> _Required work_
a – Translate this sentence from the commentary on Newsom's election results into Spanish: "The record is now clear, and the numbers are staggering."
b – Please quote the Newsom commentary between "Gov. Gavin Newsom addresses" and "of Emergency Services.", inclusive.
c – Extend the commentary on Newsom's vote totals beyond its final sentence.

> _Text passage_

Gov. Gavin Newsom addresses the media after casting his ballot on election day at the California Museum in Sacramento on Nov. 8, 2022.   Photo by Miguel Gutierrez Jr., CalMatters

By TIMOTHY PERRY, special to CalMatters

Timothy Perry is a private attorney. He was co-chair of Newsom’s 2018 “Defending California Values” policy committee and a former chief of staff at the Governor’s Office of Emergency Services.

The record is now clear, and the numbers are staggering. 

In 2018, Gov. Gavin Newsom won 62% of the general election vote, the most of any Democratic governor in state history. In 2021, Newsom beat a recall effort with the same percentage of voters choosing to retain him. While some votes remain uncounted, Newsom is poised to claim 59% or more this year – a resounding double-digit win for a second term.

These are historic figures. Among Newsom’s recent predecessors, only George Deukmejian earned 60% even once, eking out almost 61% in his 1986 reelection bid following a sub-50% performance in 1982. Compare this with then-Gov. Ronald Reagan, who won 57% in 1966 before falling under 53% in 1970; Pat and Jerry Brown, who together averaged 55% across six elections; Arnold Schwarzenegger, who never exceeded 56%; and Gray Davis and Pete Wilson, who hovered in the high 40s and 50s.

To find a governor whose electoral success rivals Newsom’s, one must turn back the clock almost 80 years to 1946, a decidedly less partisan era when Earl Warren won 91% of the vote in his reelection bid (as nominee of both Republican and Democratic parties), and 64% in 1950. 

To match Warren in vote-getting – that is rarefied political air. But skeptics will discount Newsom’s success in predictably superficial ways. 

The first objection is that Newsom benefits from the structural advantages of a deep blue state. Yet this alone cannot explain such wide margins. The fact is that Newsom draws surprising support from non-Democrats, including 48% of California’s independents, according to an October survey by the Public Policy Institute of California. Roughly 13% of California Republicans approve of Newsom’s performance so far.

> _Material provided_
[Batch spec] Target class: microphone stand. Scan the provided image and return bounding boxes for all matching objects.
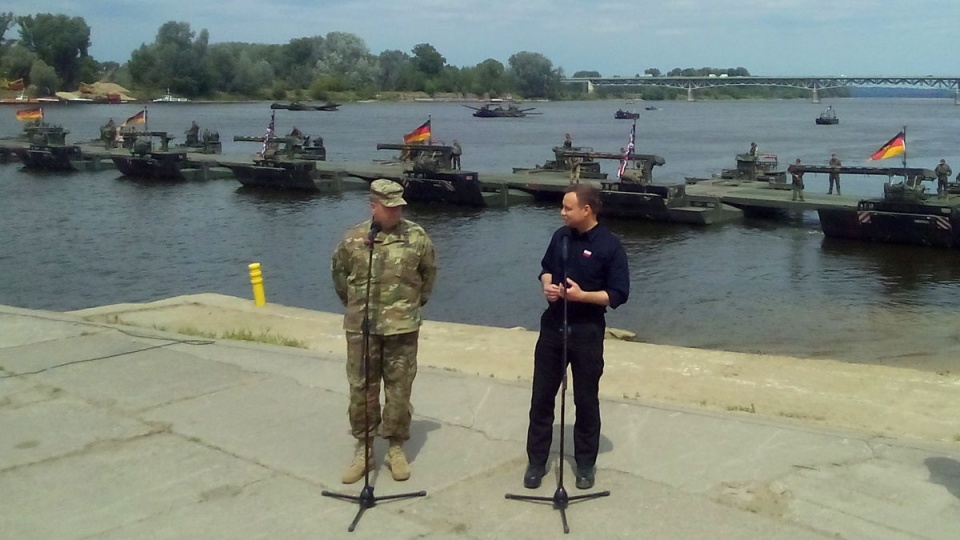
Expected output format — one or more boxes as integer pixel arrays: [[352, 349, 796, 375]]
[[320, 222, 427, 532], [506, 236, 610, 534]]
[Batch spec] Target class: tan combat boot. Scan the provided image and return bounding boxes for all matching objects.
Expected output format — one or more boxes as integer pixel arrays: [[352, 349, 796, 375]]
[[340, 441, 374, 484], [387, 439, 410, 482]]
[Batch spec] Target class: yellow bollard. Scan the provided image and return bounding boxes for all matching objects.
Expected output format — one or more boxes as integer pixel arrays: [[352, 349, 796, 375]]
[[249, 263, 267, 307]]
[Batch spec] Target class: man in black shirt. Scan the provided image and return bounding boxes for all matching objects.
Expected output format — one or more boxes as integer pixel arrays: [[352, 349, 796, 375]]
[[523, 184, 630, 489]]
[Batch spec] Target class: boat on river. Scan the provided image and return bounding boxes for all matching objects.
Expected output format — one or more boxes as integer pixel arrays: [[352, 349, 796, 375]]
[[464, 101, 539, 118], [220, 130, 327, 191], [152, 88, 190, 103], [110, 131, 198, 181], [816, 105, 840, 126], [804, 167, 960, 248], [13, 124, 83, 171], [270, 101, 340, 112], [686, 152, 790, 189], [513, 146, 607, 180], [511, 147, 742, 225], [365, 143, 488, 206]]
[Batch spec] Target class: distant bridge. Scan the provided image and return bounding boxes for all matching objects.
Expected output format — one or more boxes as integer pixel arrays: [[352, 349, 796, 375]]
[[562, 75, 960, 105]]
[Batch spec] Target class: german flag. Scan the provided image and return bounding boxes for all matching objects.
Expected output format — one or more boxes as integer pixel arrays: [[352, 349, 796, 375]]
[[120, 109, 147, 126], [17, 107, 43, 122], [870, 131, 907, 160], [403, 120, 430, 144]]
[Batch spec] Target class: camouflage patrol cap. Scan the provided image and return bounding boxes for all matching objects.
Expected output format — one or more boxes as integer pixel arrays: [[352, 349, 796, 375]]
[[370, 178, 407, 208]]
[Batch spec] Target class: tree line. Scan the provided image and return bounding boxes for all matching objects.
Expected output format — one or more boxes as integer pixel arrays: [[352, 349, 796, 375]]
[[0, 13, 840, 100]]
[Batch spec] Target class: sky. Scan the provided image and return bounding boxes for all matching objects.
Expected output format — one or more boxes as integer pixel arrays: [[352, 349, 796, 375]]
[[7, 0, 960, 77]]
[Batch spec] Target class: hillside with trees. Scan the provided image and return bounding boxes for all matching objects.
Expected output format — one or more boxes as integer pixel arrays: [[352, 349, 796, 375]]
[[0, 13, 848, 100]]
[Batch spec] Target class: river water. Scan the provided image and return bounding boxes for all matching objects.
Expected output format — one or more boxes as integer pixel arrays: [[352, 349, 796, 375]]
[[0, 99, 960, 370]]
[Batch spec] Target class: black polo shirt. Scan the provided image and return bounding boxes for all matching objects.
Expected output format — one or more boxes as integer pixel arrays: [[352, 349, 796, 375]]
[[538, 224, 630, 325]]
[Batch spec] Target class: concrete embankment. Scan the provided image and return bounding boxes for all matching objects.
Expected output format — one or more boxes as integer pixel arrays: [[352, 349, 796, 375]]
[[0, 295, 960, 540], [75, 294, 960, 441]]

> _Your responses_
a – El historial ya está claro, y las cifras son asombrosas.

b –
Gov. Gavin Newsom addresses the media after casting his ballot on election day at the California Museum in Sacramento on Nov. 8, 2022.   Photo by Miguel Gutierrez Jr., CalMatters

By TIMOTHY PERRY, special to CalMatters

Timothy Perry is a private attorney. He was co-chair of Newsom’s 2018 “Defending California Values” policy committee and a former chief of staff at the Governor’s Office of Emergency Services.

c –
For perspective, the same poll found President Joe Biden drew a more modest 44% approval from California independents and only 8% from Republicans, contesting the national narrative of Newsom as partisan pugilist and Biden as conciliator. But it is revealing in another way, too. It underscores Newsom’s support across the political spectrum, the secret sauce to winning such high vote shares in a state whose registered voters are still mostly non-Democrats.

The second objection is that Newsom only looks strong because his opponents are so weak. This is also wrong. Many conveniently forget that the 2021 recall showed real momentum until Newsom overcame it in the latter stages of the campaign. It also overlooks that challengers and outside groups have spent hundreds of millions of dollars trying to defeat Newsom across three gubernatorial contests. 

The best theory for Newsom’s success is also the simplest: Voters think he is doing a good job. Even if there is disagreement over his approach to issues like housing and COVID-19, there is a broad appeal for his no-nonsense leadership style and ambitious goals.

None of this is to suggest that Newsom has time to enjoy a victory lap. Homelessness is still bad and getting worse. Poised to become the world’s fourth-largest economy, California’s cost of living is unbearably high. Californians are feeling the brunt of climate change and increasingly view crime as a top concern.

In this sense, Newsom’s historic vote share is much more than political trivia or fodder for horse race commentary. Rather, it should be the indispensable tool for uniting constituencies and improving some of California’s intractable problems. 

In other words, the question is not whether Newsom is historically popular with California voters – he is. The question is instead: how will he put that popularity to good use?